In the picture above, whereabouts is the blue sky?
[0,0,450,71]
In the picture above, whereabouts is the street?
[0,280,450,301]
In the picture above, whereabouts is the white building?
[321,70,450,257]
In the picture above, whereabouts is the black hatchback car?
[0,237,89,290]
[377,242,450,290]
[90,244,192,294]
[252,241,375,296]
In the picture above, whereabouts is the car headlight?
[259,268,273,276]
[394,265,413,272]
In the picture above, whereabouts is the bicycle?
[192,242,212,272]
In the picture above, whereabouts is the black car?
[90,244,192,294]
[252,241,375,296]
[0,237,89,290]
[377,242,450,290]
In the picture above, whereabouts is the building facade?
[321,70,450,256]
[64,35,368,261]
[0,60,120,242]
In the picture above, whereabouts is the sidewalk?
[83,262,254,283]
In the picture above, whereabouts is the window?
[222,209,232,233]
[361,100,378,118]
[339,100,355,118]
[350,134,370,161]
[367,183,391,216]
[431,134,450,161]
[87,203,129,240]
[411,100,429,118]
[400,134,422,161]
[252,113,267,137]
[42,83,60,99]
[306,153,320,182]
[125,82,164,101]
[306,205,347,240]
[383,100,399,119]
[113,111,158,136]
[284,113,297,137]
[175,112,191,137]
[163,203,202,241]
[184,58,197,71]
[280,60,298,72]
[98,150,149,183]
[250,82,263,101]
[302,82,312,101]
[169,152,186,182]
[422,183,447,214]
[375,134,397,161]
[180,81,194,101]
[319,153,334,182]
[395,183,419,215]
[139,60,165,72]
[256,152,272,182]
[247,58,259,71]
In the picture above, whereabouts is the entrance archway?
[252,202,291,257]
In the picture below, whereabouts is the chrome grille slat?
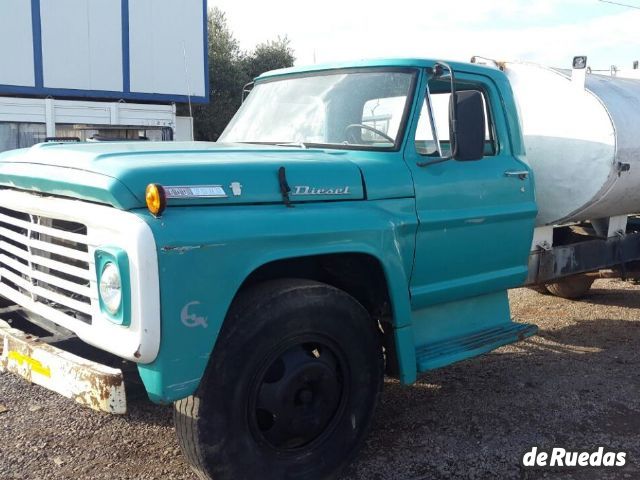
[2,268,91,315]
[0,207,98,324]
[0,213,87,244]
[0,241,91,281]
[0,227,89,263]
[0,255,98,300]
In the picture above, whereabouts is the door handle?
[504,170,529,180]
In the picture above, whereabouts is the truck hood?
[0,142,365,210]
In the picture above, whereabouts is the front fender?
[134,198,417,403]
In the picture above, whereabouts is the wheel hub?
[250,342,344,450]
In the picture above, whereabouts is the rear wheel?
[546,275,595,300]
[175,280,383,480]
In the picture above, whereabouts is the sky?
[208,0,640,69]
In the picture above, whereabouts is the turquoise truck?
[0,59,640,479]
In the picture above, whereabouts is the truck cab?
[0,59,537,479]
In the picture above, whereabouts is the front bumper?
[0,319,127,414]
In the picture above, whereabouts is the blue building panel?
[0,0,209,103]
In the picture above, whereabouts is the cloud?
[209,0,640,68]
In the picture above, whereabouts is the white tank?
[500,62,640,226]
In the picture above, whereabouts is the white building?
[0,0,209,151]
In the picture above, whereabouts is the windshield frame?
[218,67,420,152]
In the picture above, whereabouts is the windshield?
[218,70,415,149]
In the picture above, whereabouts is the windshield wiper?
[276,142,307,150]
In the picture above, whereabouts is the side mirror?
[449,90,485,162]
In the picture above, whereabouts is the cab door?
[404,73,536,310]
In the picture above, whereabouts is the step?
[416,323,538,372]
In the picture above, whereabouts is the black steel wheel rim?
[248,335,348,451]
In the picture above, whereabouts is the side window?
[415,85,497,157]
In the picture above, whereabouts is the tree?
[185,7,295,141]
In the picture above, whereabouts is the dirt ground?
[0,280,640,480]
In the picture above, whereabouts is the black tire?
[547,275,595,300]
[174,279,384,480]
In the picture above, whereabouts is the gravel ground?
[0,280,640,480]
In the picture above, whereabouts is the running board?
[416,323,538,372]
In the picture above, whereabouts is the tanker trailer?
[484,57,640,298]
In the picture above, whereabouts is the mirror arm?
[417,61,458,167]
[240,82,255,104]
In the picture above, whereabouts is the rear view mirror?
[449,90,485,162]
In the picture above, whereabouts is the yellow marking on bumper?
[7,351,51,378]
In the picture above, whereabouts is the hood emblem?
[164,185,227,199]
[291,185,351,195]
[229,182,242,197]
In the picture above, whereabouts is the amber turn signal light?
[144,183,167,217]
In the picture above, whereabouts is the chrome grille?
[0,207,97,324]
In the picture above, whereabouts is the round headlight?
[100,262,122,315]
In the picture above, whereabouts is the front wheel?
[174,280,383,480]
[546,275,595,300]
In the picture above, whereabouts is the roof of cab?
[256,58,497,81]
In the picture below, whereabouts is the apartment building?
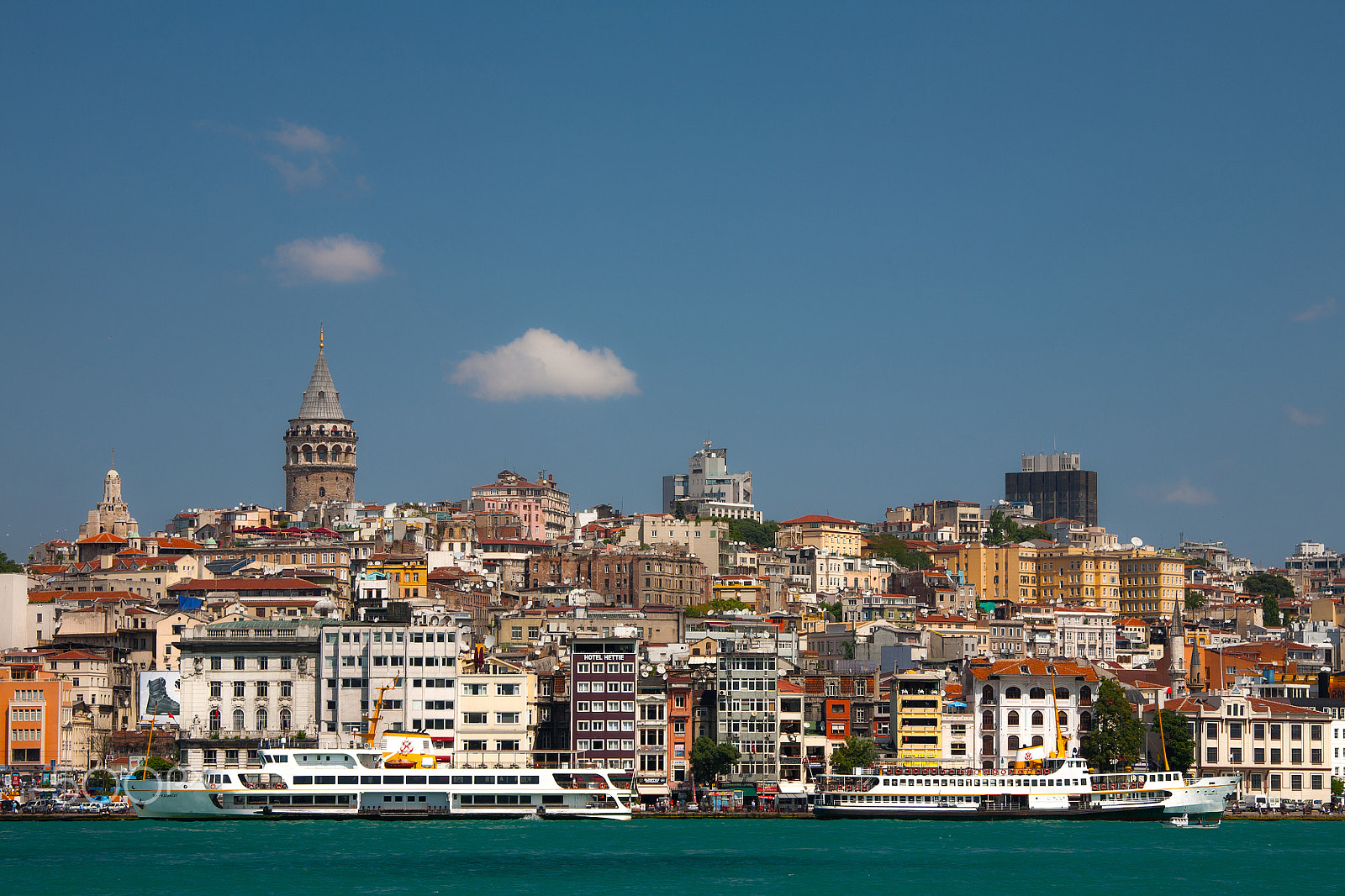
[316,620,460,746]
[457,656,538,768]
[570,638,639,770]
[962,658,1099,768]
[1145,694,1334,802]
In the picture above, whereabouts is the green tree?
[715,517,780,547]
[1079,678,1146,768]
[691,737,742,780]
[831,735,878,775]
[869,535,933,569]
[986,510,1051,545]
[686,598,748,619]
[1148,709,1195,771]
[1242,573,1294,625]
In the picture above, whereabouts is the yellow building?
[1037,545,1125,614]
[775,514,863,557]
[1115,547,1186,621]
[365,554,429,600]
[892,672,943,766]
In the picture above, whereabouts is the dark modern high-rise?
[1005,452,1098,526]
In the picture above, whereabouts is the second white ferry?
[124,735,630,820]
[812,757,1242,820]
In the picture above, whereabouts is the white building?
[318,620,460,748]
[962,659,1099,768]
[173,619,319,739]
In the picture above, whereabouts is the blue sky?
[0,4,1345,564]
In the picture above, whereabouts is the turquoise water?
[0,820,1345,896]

====

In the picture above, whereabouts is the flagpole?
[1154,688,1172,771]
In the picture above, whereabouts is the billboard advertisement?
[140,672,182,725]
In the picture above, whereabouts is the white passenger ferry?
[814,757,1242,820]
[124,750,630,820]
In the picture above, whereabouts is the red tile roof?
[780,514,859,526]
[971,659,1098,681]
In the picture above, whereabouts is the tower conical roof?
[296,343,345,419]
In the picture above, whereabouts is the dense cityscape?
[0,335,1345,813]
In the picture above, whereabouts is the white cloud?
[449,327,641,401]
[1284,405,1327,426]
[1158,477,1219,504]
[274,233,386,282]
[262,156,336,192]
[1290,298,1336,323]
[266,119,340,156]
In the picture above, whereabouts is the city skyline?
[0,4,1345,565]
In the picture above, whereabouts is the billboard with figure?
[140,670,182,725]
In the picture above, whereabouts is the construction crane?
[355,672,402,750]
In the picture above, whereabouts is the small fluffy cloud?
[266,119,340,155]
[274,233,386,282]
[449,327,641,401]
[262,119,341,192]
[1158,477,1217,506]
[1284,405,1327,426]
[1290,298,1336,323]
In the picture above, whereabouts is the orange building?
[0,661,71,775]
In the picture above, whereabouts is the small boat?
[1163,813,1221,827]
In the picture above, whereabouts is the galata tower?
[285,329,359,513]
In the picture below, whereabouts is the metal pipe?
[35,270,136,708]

====

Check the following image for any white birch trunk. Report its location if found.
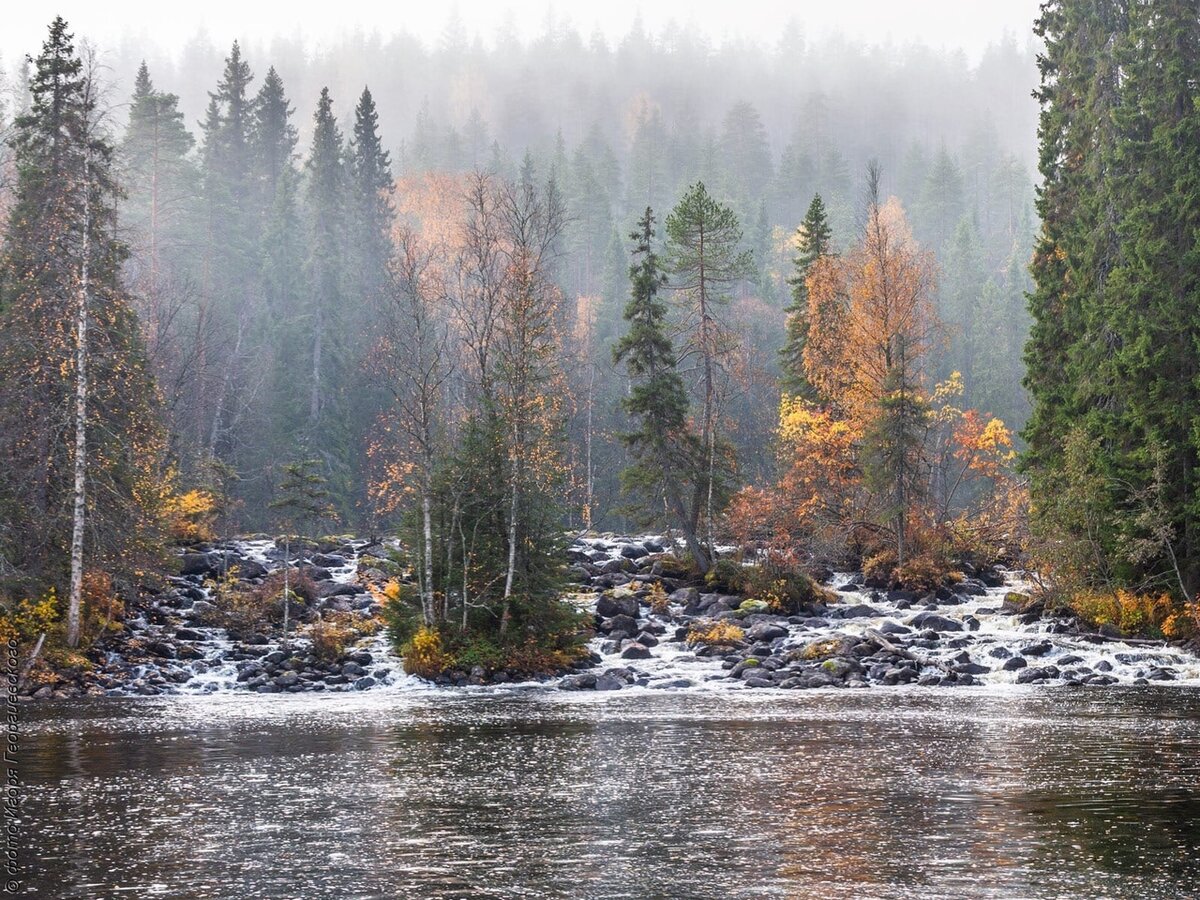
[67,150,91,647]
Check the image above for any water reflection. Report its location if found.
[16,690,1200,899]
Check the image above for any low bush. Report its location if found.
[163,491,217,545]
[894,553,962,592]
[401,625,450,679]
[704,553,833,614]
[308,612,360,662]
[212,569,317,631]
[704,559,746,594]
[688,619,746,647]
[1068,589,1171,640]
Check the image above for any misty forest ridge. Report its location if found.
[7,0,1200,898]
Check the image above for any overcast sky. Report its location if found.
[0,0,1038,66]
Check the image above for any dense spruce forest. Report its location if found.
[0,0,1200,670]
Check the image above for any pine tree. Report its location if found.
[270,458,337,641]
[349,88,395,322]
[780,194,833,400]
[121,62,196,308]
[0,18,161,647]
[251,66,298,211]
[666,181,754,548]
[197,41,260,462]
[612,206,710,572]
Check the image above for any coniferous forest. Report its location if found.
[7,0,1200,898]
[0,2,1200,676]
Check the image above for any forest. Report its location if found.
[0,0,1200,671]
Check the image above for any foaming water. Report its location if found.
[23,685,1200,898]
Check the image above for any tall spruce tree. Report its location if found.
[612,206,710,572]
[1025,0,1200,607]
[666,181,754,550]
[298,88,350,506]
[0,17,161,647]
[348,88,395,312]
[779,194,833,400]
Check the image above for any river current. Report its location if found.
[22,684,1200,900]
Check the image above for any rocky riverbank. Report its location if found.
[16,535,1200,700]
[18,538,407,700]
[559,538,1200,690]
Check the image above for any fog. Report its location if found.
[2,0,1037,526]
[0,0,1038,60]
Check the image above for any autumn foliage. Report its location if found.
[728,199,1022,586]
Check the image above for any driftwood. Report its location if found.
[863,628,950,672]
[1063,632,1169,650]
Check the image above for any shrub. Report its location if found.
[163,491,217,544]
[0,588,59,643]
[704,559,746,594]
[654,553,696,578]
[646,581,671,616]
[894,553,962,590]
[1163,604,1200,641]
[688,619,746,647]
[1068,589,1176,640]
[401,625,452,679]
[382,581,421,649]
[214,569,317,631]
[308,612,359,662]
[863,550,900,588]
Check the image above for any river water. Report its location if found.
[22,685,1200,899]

====

■ Aim of the exercise
Copy the records above, starting at the line with "In the picture above, whereabouts is the step?" and ending with, and including, the line with "[1242,573,1294,625]". Omit the pictures.

■ Expected output
In the picture above, whereabouts is the step?
[416,323,538,372]
In the picture above, whereabouts is the black steel wheel rim?
[248,335,348,451]
In the picture above, whereabouts is the side window?
[415,85,497,157]
In the picture above, whereabouts is the tree?
[185,7,295,141]
In the picture above, whereabouts is the dirt ground?
[0,280,640,480]
In the picture above, whereabouts is the black tire?
[547,275,595,300]
[174,279,384,480]
In the picture above, whereabouts is the gravel ground?
[0,280,640,480]
In the picture above, whereabouts is the running board?
[416,323,538,372]
In the picture above, whereabouts is the tanker trailer?
[484,57,640,298]
In the picture above, whereabouts is the mirror arm?
[417,61,458,167]
[240,82,255,104]
In the picture above, whereabouts is the rear view mirror?
[449,90,485,162]
In the picture above, whereabouts is the yellow marking on bumper?
[7,351,51,378]
In the picture above, whereabouts is the hood emblem?
[164,185,227,199]
[291,185,351,195]
[229,182,242,197]
In the picture above, whereabouts is the amber turn signal light?
[144,183,167,217]
In the picture above, whereabouts is the chrome grille?
[0,207,97,324]
In the picture above, whereabouts is the round headlight?
[100,262,122,315]
In the picture above, whereabouts is the front wheel?
[174,280,383,480]
[546,275,595,300]
In the picture above, whereabouts is the roof of cab?
[256,58,497,81]
In the picture below, whereabouts is the apartment building?
[316,620,460,746]
[457,656,538,768]
[570,638,639,770]
[962,658,1099,768]
[1145,694,1334,802]
In the picture above, whereabouts is the green tree?
[715,517,780,547]
[1079,678,1146,768]
[691,737,742,780]
[831,735,878,775]
[869,535,933,569]
[986,510,1051,545]
[686,598,748,619]
[1148,709,1195,771]
[1242,573,1294,625]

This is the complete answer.